*** Supplied material ***
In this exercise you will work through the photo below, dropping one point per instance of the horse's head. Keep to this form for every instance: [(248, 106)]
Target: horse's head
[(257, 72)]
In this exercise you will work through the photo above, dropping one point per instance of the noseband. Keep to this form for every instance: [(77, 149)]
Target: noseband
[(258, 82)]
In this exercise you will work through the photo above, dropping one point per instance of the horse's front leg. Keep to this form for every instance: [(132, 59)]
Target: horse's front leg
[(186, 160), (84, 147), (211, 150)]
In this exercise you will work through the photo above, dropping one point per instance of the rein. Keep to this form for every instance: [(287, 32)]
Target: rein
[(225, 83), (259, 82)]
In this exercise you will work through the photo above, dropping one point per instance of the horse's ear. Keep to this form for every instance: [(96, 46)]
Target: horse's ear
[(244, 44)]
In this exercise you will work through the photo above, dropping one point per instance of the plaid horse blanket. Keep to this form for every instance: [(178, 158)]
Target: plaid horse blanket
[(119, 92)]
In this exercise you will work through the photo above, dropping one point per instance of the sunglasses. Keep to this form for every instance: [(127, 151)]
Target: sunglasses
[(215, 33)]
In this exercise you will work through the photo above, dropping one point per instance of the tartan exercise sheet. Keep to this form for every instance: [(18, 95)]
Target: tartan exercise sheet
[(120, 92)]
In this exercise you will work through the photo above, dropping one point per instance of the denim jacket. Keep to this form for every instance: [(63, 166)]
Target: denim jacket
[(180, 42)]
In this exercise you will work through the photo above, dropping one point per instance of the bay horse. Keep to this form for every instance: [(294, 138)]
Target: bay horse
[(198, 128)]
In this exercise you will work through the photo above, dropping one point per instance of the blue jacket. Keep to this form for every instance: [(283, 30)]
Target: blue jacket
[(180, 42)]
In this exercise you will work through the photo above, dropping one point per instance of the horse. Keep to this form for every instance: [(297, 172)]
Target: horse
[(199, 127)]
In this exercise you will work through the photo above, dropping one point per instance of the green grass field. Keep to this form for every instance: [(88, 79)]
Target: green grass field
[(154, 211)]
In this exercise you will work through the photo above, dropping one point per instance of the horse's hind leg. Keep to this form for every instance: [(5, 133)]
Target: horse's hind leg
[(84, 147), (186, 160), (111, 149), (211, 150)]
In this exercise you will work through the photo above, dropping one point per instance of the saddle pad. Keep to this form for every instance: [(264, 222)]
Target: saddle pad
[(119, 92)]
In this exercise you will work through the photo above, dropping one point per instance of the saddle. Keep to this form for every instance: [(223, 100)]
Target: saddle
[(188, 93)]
*** End of Supplied material ***
**Task to carry out**
The answer is every entry, repeated word for word.

**Response to the task**
In this exercise you will work through the photo below, dropping one point per instance of the horse's head. Keep to this form for every instance: [(248, 106)]
Target: horse's head
[(257, 72)]
In this exercise you will work through the photo above, dropping one point per instance of the noseband. Keep to this form for every instance: [(77, 149)]
Target: noseband
[(258, 82)]
In this exercise you will work through the photo above, dropping one point per instance of the horse's front leg. Keep to this form for every instance: [(132, 59)]
Target: horse's front leg
[(186, 160), (84, 147), (211, 150)]
In this exercise you will work through the photo above, dropping one point per instance of the rein. Keep to this form for every instance: [(287, 32)]
Target: rein
[(225, 83), (259, 82)]
In this exercise you will work through the photo above, dropping one point per instance of the horse's ear. Keep to this form for every instance: [(96, 46)]
Target: horse's ear
[(244, 44)]
In this exercise you will work through the photo above, dropping one point per instance of the plaid horse blanket. Keep to this form for every instance: [(178, 158)]
Target: plaid horse blanket
[(119, 92)]
In this exercise you will work through the photo above, dropping one point per instance of the sunglasses. Keep to this form for every instance: [(127, 151)]
Target: sunglasses
[(215, 33)]
In this exercise you will work through the photo above, dropping one point per instance of the tartan exercise sheet. Keep to this form for every instance: [(18, 95)]
Target: tartan exercise sheet
[(120, 92)]
In this exercise you will work through the photo above, dropping one point per instance of the denim jacket. Keep to this form for every instance: [(63, 166)]
Target: denim jacket
[(180, 42)]
In this exercise you will work through the photo above, dropping one point per instance of the bay horse. Keep to this form for every instance: [(294, 138)]
Target: bay horse
[(198, 128)]
In this exercise you will work through the photo above, dropping one point per instance of the blue jacket. Keep to this form for every instance: [(283, 30)]
Target: blue jacket
[(180, 42)]
In this exercise you will work through the photo above, dropping one point per instance of the horse. Keep to this form for every instance: [(297, 172)]
Target: horse
[(199, 127)]
In this exercise you will work through the photo above, dropping one point per instance of the green grass field. Keep to this form for every instance: [(88, 79)]
Target: green grass field
[(154, 211)]
In this exercise you will work through the photo above, dropping one point per instance of the horse's hind leg. Keep to this form for every instance: [(5, 133)]
Target: horse's hind leg
[(84, 147), (186, 160), (111, 149), (211, 150)]
In this exercise you will work through the photo above, dropping one point per instance of the saddle pad. Keep to this form for every instance: [(264, 222)]
Target: saddle pad
[(119, 92)]
In this exercise you will work through the photo above, dropping one point per instance of the saddle. Keep to this form for every instance: [(223, 100)]
Target: saddle
[(188, 93)]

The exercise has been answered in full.